Swap "batik patterned skirt" for "striped wrap skirt" in the lines from the one containing "Task: identify the batik" through the end of the entries, changing nothing else, and give back only those lines.

-- START Listed entries --

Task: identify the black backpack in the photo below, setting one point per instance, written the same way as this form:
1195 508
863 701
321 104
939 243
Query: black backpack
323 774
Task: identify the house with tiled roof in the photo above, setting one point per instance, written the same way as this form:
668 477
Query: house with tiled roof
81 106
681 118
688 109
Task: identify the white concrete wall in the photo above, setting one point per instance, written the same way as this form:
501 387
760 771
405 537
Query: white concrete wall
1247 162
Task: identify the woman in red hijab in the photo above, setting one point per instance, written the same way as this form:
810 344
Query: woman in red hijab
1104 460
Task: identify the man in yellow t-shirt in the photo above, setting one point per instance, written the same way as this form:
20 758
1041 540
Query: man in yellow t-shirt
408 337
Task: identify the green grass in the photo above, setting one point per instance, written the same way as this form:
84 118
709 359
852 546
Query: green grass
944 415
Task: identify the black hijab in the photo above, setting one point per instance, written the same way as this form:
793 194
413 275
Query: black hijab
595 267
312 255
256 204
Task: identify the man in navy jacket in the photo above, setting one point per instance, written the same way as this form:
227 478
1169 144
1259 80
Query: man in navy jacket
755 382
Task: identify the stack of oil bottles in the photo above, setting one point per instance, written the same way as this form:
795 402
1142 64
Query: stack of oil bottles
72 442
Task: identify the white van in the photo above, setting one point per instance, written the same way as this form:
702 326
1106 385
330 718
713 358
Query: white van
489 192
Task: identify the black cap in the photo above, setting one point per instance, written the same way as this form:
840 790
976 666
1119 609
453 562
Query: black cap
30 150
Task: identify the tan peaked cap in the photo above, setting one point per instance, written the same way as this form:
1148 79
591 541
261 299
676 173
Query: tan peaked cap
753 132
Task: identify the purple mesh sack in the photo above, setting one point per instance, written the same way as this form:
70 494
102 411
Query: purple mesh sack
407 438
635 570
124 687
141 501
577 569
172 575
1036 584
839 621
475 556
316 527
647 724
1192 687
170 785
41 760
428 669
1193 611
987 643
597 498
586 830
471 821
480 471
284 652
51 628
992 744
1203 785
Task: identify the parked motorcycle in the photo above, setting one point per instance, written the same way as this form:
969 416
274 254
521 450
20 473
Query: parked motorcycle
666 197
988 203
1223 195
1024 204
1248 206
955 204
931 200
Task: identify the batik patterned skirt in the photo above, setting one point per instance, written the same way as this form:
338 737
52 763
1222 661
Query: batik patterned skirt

-- END Listed entries --

Answer below:
Task: identify the striped wrap skirt in the photo above, setting one point per instance, written the same way as this form:
338 737
52 763
1222 661
Query: striped wrap skirt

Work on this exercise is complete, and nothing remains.